By the way, when the Yanks claimed that Clemens had a "fatigued groin"? Clemens just made that phrase up. I mean, do a Google search on fatigued groin and... well actually, no, don't. But the point is, there's no such diagnosis (stop snickering!). This invention of new terms for injuries seems to happen all the time in baseball, and everyone just nods and say "ah yes, a fatigued groin!" like it's an accepted medical condition; I guess the Yankees and Celemens don't want to admit they didn't know what was wrong (disrupted scar tissue, it turns out), but why not just say he's got a "sore inner thigh"? This is right up there with Carl Pavano's "bruised buttocks" in the Yankee annals of embarrassing injury phrasing.

- - -

**EXERCISE INSTRUCTIONS:** Sum up the passage about the Clemens injury in two sentences. The items are separate from the passage about the Clemens injury and have nothing to do with it.

- - -

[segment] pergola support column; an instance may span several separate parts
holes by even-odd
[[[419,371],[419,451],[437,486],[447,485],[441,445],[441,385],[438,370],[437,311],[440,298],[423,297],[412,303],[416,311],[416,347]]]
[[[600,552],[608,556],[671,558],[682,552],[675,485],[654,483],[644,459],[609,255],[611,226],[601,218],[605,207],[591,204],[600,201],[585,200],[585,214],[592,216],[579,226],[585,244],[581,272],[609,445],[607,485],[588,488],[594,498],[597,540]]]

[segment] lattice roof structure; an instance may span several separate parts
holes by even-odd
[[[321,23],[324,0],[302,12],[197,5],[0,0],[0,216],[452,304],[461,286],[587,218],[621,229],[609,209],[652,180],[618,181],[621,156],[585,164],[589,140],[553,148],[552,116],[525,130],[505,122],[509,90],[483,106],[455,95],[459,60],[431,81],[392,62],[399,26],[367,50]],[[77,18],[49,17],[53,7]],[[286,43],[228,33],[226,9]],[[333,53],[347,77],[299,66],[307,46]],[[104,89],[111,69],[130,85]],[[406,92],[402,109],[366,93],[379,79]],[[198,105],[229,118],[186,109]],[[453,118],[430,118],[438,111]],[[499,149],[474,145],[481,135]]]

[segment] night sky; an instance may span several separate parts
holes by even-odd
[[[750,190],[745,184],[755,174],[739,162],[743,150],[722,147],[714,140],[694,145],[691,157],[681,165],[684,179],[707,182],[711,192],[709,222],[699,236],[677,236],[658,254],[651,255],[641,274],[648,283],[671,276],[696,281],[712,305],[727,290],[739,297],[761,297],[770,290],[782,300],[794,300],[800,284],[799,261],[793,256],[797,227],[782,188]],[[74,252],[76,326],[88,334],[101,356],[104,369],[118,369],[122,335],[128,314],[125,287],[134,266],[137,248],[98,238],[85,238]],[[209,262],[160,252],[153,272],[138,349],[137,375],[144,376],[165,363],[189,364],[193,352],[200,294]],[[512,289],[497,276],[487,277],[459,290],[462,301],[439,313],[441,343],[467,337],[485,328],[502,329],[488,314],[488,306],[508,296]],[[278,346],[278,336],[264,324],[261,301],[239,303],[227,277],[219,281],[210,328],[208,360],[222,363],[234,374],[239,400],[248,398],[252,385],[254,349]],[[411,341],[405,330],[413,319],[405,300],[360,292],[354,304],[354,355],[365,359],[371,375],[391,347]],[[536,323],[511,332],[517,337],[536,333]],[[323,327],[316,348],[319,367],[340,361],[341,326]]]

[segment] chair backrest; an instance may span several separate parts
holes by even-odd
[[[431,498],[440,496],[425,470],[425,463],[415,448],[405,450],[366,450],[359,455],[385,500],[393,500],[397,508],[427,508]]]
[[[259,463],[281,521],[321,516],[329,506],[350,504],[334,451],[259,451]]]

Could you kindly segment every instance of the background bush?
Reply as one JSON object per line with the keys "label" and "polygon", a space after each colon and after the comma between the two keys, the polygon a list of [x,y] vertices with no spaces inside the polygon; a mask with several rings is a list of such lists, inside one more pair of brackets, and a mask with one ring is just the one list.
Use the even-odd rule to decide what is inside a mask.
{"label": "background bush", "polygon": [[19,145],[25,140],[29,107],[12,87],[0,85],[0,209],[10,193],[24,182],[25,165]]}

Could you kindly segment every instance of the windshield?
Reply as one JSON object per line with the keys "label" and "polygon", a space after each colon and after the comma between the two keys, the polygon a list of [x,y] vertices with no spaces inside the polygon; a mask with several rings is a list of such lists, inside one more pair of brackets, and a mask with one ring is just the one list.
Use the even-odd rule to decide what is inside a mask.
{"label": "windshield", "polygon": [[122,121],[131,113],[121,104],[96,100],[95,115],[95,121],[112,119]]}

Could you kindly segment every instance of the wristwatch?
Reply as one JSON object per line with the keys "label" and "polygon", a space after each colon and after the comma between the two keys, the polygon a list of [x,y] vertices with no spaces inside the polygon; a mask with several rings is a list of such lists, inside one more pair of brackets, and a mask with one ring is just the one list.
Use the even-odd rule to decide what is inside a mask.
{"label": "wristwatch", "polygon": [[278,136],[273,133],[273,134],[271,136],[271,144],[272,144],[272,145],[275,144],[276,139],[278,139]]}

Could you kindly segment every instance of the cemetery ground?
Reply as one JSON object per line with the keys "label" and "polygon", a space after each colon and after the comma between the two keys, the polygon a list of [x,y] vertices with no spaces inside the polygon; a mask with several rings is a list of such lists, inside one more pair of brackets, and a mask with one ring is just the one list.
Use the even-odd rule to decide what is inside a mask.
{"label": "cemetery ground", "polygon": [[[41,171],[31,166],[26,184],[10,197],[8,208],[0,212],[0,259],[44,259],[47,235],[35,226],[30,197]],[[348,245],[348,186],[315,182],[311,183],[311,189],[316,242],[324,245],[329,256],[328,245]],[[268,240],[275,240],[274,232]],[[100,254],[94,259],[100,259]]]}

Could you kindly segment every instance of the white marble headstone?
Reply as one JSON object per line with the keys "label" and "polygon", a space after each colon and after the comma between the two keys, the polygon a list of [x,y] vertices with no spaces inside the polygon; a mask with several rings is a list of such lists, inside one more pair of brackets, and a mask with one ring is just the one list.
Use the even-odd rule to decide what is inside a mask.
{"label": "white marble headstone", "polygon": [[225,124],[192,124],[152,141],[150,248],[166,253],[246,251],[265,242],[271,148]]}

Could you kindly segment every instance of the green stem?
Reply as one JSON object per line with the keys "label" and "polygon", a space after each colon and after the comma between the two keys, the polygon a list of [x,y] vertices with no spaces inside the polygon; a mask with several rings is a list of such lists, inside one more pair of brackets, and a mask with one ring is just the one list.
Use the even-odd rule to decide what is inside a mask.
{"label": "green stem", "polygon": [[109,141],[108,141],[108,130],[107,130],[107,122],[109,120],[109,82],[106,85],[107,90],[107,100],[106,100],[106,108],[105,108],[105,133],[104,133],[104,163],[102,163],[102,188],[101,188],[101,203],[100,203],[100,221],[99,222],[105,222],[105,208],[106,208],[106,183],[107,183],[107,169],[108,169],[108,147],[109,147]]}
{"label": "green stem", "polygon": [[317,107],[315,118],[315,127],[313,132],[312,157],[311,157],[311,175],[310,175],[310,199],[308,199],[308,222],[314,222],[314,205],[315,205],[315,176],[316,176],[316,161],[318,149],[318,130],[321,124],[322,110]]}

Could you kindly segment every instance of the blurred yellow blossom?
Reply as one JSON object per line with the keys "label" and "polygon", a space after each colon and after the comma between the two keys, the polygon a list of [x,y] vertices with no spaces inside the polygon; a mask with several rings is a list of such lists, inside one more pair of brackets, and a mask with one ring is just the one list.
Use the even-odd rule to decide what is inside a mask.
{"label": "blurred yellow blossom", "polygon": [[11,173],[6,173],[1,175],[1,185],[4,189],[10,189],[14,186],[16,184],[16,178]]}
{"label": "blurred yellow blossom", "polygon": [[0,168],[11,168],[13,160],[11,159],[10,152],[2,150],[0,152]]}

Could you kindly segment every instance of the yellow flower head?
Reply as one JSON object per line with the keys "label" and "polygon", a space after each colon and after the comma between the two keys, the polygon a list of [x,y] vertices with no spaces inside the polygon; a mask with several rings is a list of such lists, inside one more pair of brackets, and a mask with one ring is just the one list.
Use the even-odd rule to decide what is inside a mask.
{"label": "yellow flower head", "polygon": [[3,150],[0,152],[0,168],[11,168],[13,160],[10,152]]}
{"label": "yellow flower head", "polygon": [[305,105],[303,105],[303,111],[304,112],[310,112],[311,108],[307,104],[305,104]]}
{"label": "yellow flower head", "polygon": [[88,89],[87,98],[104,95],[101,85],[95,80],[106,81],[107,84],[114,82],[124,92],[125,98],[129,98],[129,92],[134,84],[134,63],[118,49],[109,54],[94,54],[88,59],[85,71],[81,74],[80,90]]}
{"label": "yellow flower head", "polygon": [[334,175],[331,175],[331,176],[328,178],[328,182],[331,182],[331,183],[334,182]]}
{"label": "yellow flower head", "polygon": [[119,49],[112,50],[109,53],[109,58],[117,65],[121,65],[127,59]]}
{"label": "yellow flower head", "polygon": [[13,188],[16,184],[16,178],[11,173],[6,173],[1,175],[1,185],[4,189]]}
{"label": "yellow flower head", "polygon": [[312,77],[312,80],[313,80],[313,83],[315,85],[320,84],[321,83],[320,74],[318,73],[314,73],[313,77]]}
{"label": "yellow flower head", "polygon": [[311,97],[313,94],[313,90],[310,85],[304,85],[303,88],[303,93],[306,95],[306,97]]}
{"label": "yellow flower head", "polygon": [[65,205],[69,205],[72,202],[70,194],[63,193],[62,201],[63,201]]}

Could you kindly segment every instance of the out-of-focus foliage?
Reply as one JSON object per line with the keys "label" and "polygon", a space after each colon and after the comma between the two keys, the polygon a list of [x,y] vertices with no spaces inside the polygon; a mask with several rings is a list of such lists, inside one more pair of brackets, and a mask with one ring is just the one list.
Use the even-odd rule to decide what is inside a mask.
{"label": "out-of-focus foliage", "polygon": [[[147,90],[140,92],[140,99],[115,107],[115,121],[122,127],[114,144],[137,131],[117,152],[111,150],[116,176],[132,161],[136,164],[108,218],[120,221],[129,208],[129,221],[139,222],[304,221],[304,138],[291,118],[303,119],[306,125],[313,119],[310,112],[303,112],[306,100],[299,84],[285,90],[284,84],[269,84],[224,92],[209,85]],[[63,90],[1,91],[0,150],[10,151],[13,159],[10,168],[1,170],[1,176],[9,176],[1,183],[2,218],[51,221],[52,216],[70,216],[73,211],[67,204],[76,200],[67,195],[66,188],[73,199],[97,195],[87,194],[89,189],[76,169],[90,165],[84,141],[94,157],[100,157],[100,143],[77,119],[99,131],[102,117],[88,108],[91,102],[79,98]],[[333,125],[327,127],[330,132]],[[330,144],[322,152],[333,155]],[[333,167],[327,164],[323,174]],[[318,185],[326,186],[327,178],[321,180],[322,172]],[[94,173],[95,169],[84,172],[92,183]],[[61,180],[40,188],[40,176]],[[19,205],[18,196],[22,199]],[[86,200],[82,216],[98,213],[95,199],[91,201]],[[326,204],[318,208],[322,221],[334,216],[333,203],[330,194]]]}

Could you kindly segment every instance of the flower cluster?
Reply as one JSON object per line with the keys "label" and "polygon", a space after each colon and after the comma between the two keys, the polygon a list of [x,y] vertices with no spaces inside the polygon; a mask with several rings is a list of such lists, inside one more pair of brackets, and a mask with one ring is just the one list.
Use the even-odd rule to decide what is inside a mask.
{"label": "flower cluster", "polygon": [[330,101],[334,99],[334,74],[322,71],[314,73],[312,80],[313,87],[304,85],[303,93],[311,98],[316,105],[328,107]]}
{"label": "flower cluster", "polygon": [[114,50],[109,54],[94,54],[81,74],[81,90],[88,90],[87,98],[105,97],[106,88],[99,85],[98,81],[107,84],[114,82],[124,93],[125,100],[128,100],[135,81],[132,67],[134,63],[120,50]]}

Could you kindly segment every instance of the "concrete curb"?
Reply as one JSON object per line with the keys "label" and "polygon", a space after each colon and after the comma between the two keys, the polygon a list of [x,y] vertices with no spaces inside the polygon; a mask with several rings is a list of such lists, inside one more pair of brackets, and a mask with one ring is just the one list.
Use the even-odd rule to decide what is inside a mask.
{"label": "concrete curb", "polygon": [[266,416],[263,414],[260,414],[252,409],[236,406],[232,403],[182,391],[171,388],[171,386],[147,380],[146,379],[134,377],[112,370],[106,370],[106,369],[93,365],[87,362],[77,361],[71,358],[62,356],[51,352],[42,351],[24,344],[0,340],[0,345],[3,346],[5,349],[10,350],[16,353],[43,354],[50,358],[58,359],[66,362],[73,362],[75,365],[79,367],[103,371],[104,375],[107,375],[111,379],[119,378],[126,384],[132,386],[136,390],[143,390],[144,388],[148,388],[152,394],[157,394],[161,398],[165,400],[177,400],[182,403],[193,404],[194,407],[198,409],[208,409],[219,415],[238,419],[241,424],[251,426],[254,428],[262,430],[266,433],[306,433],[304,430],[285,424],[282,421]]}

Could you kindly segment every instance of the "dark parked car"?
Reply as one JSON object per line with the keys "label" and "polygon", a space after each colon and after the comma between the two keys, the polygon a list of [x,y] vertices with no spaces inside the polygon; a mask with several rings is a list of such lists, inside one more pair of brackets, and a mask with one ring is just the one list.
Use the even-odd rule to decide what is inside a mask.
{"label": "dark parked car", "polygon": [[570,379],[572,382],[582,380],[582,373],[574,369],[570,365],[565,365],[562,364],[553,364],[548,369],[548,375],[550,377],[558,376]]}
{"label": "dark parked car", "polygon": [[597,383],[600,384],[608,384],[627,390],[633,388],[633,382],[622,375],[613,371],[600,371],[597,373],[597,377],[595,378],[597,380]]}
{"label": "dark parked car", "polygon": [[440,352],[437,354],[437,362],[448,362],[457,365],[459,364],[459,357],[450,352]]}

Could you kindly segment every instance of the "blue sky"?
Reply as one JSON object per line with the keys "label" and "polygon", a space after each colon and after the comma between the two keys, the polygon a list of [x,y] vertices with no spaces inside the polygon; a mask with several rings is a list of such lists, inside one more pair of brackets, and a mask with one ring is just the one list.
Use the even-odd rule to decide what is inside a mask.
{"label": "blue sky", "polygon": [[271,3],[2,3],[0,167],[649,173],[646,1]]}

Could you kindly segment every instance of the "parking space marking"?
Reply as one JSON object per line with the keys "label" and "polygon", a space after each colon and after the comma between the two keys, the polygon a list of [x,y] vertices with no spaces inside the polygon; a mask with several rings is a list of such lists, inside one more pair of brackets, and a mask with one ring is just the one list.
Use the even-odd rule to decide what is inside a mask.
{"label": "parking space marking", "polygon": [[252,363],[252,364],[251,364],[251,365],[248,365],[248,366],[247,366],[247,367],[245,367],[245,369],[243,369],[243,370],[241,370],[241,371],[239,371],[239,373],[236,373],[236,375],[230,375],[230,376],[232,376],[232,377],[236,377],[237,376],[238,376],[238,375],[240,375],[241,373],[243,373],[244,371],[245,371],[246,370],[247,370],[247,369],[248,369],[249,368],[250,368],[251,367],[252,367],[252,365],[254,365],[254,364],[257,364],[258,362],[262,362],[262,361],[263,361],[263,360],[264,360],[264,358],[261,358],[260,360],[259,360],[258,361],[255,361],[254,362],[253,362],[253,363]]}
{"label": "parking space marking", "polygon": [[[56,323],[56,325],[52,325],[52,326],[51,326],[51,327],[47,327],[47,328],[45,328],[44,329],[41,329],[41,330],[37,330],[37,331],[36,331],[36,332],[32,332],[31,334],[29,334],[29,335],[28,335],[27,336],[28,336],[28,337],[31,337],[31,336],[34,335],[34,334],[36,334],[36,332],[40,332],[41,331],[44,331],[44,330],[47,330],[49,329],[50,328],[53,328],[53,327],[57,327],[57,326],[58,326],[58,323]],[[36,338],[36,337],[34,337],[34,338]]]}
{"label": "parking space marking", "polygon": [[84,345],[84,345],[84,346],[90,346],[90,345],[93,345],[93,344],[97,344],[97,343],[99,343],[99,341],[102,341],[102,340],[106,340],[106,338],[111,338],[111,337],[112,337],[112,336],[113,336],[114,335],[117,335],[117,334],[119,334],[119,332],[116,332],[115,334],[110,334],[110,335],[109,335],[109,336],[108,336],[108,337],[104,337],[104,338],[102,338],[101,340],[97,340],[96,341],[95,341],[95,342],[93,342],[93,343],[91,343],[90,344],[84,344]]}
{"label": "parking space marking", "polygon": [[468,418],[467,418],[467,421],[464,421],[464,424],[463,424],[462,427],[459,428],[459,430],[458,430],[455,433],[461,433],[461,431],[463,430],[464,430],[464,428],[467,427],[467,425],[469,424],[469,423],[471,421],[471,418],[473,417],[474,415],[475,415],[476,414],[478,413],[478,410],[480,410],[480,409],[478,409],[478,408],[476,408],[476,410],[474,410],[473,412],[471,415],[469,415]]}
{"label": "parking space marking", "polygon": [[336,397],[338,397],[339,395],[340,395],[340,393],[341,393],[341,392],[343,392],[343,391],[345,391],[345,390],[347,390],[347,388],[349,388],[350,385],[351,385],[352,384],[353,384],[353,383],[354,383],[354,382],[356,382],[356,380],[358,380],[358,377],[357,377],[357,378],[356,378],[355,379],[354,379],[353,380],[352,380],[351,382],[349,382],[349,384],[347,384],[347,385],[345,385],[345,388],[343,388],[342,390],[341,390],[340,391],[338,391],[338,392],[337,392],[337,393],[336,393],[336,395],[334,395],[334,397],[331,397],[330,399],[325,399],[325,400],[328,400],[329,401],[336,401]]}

- - -

**SOLUTION FOR THIS TASK:** The "fatigued groin" the Yankees said Clemens had is a made-up phrase rather than a real diagnosis, and his actual problem turned out to be disrupted scar tissue. Baseball often invents injury terms that everyone accepts, and this one ranks with Carl Pavano's "bruised buttocks" as embarrassing Yankee injury phrasing.